- [HOW TO COMPLETE THIS TASK]:
In the answer, each line of the listing should appear again unchanged.

- [PROVIDED ENTRIES]:
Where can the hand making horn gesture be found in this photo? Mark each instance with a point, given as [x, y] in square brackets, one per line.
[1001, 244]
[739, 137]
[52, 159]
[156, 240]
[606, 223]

- [ANSWER SECTION]:
Where can the hand making horn gesture be found in this photo? Mark each instance with a point, given as [x, y] in square brackets, one per line.
[1001, 244]
[739, 137]
[52, 159]
[156, 240]
[606, 223]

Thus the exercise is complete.